- [Written task]
Write every entry out again exactly, please, and skip the pictures.

- [Material for this exercise]
· · · ·
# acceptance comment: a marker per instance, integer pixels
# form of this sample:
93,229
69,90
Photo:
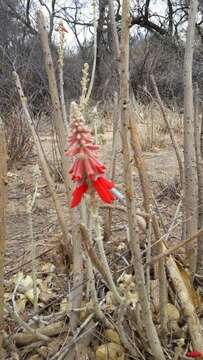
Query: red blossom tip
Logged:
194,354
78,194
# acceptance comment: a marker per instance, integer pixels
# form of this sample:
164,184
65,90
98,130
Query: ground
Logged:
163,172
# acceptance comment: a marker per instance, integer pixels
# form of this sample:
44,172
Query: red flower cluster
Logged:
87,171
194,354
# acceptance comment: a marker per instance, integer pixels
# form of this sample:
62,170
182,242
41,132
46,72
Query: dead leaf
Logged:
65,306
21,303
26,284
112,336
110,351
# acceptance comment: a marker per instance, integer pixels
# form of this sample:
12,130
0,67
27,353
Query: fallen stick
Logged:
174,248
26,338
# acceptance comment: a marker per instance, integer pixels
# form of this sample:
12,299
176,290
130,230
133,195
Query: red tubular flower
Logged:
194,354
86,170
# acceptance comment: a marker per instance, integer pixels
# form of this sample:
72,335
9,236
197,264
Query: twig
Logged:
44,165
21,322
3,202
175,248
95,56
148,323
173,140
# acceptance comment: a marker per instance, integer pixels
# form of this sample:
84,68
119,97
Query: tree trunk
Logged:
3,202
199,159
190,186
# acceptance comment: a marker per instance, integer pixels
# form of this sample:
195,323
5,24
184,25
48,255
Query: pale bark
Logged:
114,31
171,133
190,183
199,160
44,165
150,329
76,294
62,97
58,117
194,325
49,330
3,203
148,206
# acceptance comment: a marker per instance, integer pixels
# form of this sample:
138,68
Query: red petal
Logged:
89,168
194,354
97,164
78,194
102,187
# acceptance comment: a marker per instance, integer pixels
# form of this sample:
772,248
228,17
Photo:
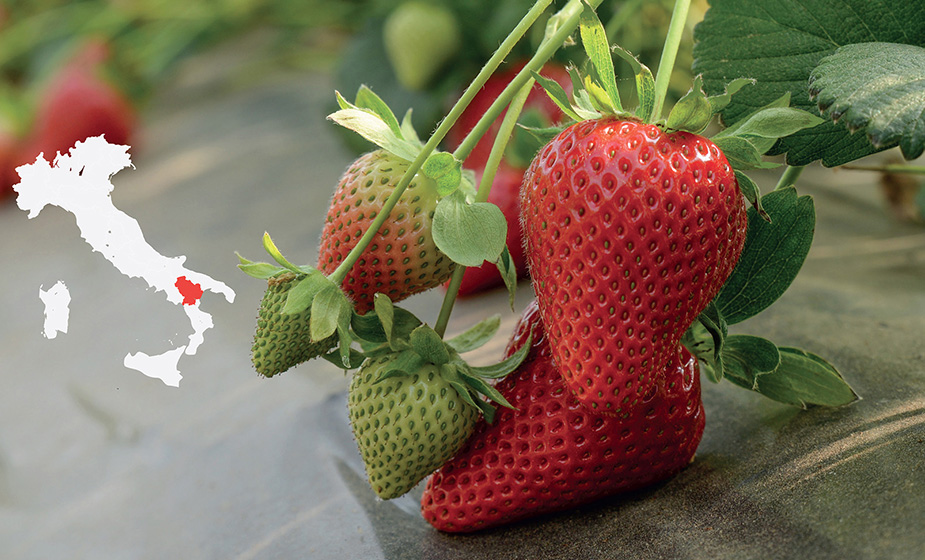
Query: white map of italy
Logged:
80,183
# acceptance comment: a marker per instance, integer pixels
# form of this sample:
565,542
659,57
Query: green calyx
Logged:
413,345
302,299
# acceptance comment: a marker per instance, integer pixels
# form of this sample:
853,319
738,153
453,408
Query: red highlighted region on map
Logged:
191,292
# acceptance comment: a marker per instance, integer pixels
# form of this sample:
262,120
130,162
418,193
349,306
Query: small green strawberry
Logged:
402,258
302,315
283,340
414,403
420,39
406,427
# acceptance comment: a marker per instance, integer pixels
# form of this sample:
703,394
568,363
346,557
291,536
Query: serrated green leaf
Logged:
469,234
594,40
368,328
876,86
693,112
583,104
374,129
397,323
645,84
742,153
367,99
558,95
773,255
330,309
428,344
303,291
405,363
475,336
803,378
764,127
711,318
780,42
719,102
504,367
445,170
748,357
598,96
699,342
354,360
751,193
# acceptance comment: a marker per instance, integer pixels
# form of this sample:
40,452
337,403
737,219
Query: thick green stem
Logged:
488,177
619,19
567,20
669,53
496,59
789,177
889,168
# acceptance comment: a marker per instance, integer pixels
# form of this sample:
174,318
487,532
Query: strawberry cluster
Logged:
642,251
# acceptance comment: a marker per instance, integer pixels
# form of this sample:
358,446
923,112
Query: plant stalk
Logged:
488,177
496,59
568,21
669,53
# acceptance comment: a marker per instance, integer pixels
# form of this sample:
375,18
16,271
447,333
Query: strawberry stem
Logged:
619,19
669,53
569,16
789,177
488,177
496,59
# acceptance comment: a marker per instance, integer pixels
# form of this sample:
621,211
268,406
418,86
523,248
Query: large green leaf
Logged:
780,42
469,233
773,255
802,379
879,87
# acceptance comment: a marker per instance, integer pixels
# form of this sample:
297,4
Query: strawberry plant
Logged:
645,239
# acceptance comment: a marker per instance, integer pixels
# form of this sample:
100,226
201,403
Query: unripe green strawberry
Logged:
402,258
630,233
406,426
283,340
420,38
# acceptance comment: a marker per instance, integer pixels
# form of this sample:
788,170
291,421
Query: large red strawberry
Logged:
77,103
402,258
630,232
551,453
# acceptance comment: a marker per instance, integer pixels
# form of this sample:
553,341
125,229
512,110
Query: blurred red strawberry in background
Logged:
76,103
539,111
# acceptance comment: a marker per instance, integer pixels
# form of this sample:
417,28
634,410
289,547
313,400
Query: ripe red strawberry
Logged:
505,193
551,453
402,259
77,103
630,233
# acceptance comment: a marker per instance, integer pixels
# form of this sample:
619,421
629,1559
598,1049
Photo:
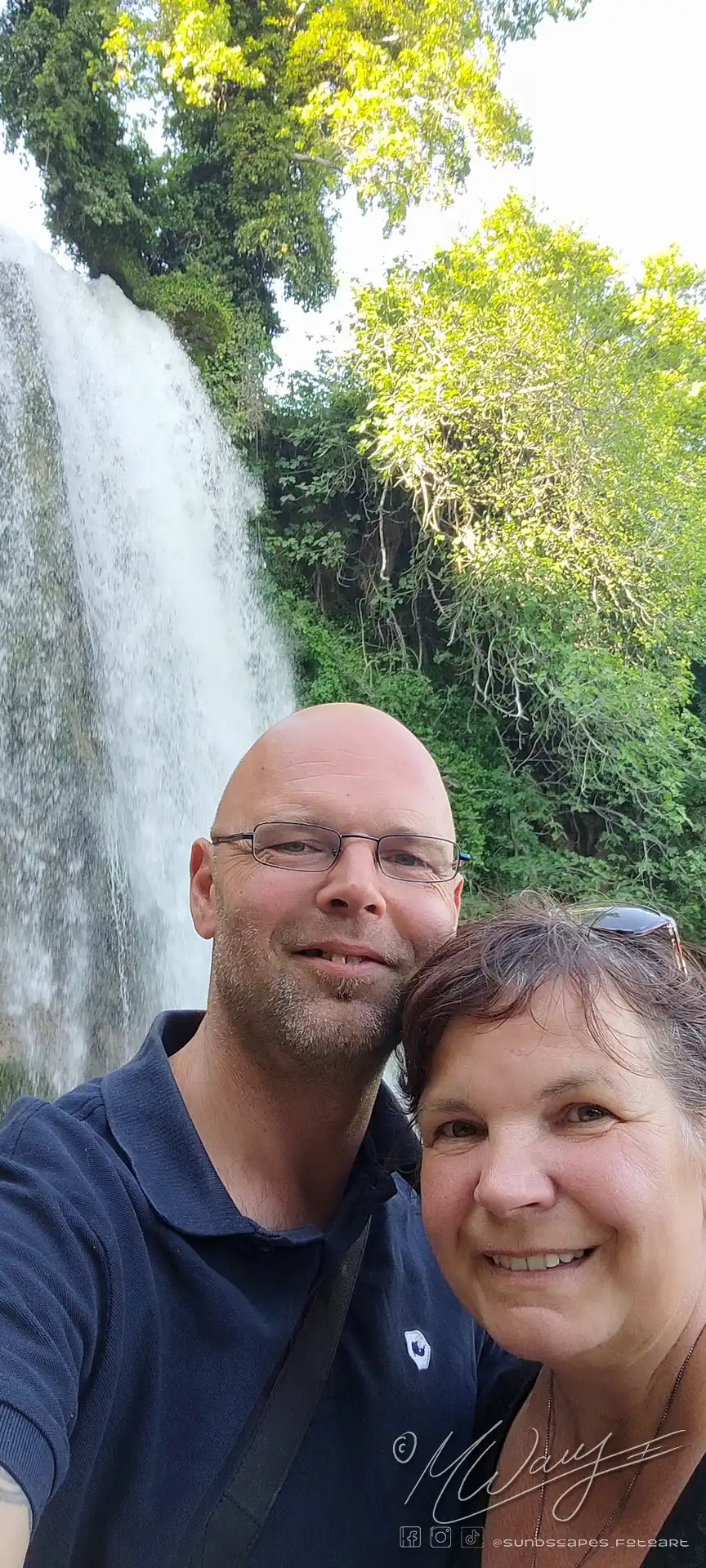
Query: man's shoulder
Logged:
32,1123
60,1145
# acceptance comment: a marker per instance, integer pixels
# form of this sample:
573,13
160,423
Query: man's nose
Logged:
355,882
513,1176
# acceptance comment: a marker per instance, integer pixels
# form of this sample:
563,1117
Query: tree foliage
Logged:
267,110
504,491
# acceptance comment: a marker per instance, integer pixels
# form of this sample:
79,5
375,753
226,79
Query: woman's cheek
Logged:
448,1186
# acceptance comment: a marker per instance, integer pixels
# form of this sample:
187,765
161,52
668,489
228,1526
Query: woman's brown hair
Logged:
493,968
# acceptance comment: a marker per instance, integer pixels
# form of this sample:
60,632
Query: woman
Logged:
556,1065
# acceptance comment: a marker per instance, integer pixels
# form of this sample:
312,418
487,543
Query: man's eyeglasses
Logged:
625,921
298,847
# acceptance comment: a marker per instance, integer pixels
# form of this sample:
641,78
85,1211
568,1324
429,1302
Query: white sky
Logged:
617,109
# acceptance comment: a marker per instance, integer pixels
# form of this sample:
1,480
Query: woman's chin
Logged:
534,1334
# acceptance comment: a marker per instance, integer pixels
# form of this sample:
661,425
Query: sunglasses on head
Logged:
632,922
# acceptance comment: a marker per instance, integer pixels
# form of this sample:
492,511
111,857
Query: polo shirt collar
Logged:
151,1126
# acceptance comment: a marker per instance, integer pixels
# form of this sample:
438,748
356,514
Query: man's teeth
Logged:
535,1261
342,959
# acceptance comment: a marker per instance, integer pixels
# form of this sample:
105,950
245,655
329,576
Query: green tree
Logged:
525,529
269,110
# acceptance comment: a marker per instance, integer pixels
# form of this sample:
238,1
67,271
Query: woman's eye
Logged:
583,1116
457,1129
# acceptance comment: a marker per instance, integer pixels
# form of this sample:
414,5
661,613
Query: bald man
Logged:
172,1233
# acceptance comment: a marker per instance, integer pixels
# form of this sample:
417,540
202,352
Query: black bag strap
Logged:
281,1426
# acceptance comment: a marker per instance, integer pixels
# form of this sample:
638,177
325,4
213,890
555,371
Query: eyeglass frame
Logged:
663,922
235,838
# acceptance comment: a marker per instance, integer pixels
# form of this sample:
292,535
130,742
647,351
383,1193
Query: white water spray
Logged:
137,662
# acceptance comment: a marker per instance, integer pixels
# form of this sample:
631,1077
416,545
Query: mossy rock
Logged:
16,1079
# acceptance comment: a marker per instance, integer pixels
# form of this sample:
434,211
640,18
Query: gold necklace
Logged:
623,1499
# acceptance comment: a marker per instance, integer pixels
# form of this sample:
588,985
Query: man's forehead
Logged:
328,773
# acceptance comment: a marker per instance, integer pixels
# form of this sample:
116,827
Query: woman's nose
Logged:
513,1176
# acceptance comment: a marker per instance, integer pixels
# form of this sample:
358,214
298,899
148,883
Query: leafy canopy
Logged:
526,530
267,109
· · · ·
- [Reply]
# acceptance comment: a marker per instance, integer pixels
# form of this sample:
93,229
69,90
Photo:
Query: red blossom tip
Logged:
194,354
78,194
# acceptance comment: a marker per instance, integer pixels
# form of this sample:
164,184
65,90
98,130
Query: ground
Logged:
163,172
# acceptance comment: a marker per instance, integer pixels
# form of this sample:
44,172
Query: red flower cluster
Logged:
87,171
194,354
# acceptance comment: a marker per instance, integer pixels
# form of this sample:
62,170
182,242
41,132
46,72
Query: dead leaf
Logged:
65,306
21,303
26,284
112,336
110,351
# acceptance comment: a marker per instance, integer pixels
# form of this sample:
12,130
0,67
27,353
Query: fallen stick
Logged:
174,248
26,338
# acceptance comment: a marker per instance, integer pixels
# form of this sample:
12,299
176,290
130,230
133,195
Query: red tubular flower
Logged:
194,354
86,170
# acceptance comment: a marker per instance, integer pixels
# form of this sample:
72,335
9,236
197,264
Query: twig
Logged:
44,165
21,322
3,202
175,248
95,56
148,323
173,140
# acceptance comment: a marker per instance, integer pixels
# form of this sample:
84,68
119,97
Query: tree trunk
Logged:
3,202
199,159
190,186
# acceptance comment: a marker per instance, integer pixels
# form of this sample:
195,323
5,24
184,25
48,255
Query: pale bark
Logged:
114,31
171,133
190,183
199,160
44,165
150,329
76,294
62,97
58,117
194,325
49,330
3,203
148,206
# acceptance comment: a marker per instance, integer pixels
# form of this sample:
138,68
Query: red petal
Logged:
89,168
194,354
97,164
78,194
102,187
# acceptance comment: a marker per instance, integer pixels
# form of this sample:
772,248
228,17
Photo:
Query: white map of italy
Logged:
80,183
# acceptance comment: a marker per instance, integer pixels
# form of this sample:
565,542
659,57
Query: green calyx
Logged:
413,345
302,299
# acceptance comment: a marker per instance, integer pixels
# form of this sample:
853,319
738,153
453,408
Query: red highlighted region on map
Logged:
191,292
# acceptance comment: a marker per instance, integer pixels
# form of this sample:
262,120
130,162
418,193
349,306
Query: small green strawberry
Logged:
402,258
302,315
283,340
414,403
420,39
406,427
# acceptance comment: a marker per instance, integer pixels
# form of this sample:
703,394
568,363
346,557
291,536
Query: serrated green leaf
Logged:
469,234
594,40
368,328
876,86
693,112
583,104
374,129
397,323
645,84
742,153
367,99
558,95
773,255
330,309
428,344
303,291
405,363
475,336
803,378
764,127
711,318
780,42
719,102
504,367
445,170
748,357
598,96
699,342
354,360
751,193
# acceptance comment: a marker per instance, integer pixels
# form of this sample:
40,452
337,403
737,219
Query: thick green stem
Logged:
488,177
619,19
567,20
669,53
496,59
789,177
889,168
# acceptance comment: a marker per instance, integer pixels
# form of this sample:
174,318
487,532
Query: strawberry cluster
Logged:
642,251
# acceptance comment: a marker per instance, integer pixels
# form of this sample:
358,446
923,112
Query: plant stalk
Logged:
488,177
496,59
568,21
669,53
# acceptance comment: a marker per instance, integer pixels
# form of this sample:
375,18
16,271
447,333
Query: strawberry stem
Logged:
619,19
669,53
569,16
789,177
488,177
496,59
# acceptance comment: a marker per instance, integer pixels
# form of this sample:
621,211
268,406
418,86
523,248
Query: large green leaf
Logged:
780,42
469,233
773,255
802,379
879,87
# acceptance comment: a marker per instance, integer pixels
# form of this sample:
297,4
Query: strawberry plant
Logged:
645,239
# acceptance comment: a marker per instance, integer pixels
# form of this sample:
100,226
201,403
Query: unripe green strawberry
Logged:
402,258
630,233
406,426
283,340
420,38
# acceptance comment: a marker per instance, integer pixels
# form of this sample:
788,170
291,421
Query: large red strawberry
Logged:
77,103
402,258
630,232
551,453
# acceptance comment: a marker per instance, integer pixels
# form of this sample:
553,341
125,229
512,110
Query: blurred red strawberry in background
Logged:
76,103
539,111
# acceptance comment: a marker per instance, integer pixels
# form of this sample:
417,28
634,410
289,547
313,400
Query: ripe red strawberry
Logged:
505,193
551,453
402,259
77,103
630,233
# acceptance comment: a marker per instance, integer pixels
# form of this sample:
619,421
629,1559
598,1049
Photo:
Query: man's shoulder
Logged:
32,1123
60,1145
# acceptance comment: a marker per instance, integer pixels
# form of this sample:
573,13
160,423
Query: man's nose
Logged:
355,882
513,1176
# acceptance comment: a marker per instance, integer pixels
# form of this sample:
563,1117
Query: tree foliage
Logged:
267,110
504,491
# acceptance comment: a marker per instance, integer pixels
# form of this sample:
79,5
375,753
226,79
Query: woman's cheek
Logged:
448,1186
# acceptance comment: a marker per instance, integer pixels
# form of this sample:
187,765
161,52
668,489
228,1526
Query: woman's brown hair
Logged:
493,968
# acceptance comment: a marker per instance, integer pixels
# form of this sample:
60,632
Query: woman
Logged:
556,1065
# acceptance comment: a marker per instance, integer pixels
# form of this sample:
312,418
487,543
Query: man's eyeglasses
Logged:
625,921
298,847
# acceptance comment: a marker per instance, integer pixels
# form of this sample:
641,78
85,1211
568,1324
429,1302
Query: white sky
Logged:
617,109
# acceptance comment: a marker per instance, integer pixels
# form of this sample:
1,480
Query: woman's chin
Logged:
534,1334
# acceptance comment: a marker per instance, integer pixels
# form of this sample:
661,425
Query: sunglasses on head
Logged:
632,922
# acceptance comment: a marker per instance, integer pixels
# form of this sample:
492,511
111,857
Query: polo shirt collar
Logged:
151,1126
# acceptance comment: a marker per instance, integer pixels
# form of this sample:
438,748
356,514
Query: man's teeth
Logged:
535,1261
342,959
# acceptance comment: a marker per instance, integer pixels
# form of this sample:
105,950
245,655
329,576
Query: green tree
Logged:
525,529
269,110
# acceptance comment: a marker per instance, integer pixels
# form of this sample:
238,1
67,271
Query: woman's eye
Logged:
583,1116
457,1129
# acceptance comment: a marker per instance, integer pixels
# form of this sample:
414,5
661,613
Query: bald man
Logged:
172,1233
# acceptance comment: a marker per instance, integer pixels
# form of this sample:
417,540
202,352
Query: black bag strap
Logged:
281,1426
# acceptance comment: a marker per instance, integer pixels
# form of this sample:
638,177
325,4
213,890
555,371
Query: eyeglass frame
Logged:
663,922
235,838
# acceptance comment: a marker per instance, integer pixels
# form of this sample:
292,535
130,742
647,351
383,1193
Query: white water spray
Logged:
137,662
# acceptance comment: a marker per instance, integer pixels
# form of this sample:
631,1077
416,545
Query: mossy rock
Logged:
16,1079
# acceptance comment: a marker per instance, integer pixels
# form of this sample:
434,211
640,18
Query: gold necklace
Logged:
623,1499
# acceptance comment: a marker per instance, integer pixels
# form of this sample:
588,985
Query: man's forehead
Logged:
328,773
# acceptance comment: a marker per instance, integer pixels
# form of this sample:
116,827
Query: woman's nose
Logged:
513,1176
# acceptance comment: a marker per instance, integer pixels
# form of this sample:
358,214
298,899
148,883
Query: leafy canopy
Logged:
526,530
267,109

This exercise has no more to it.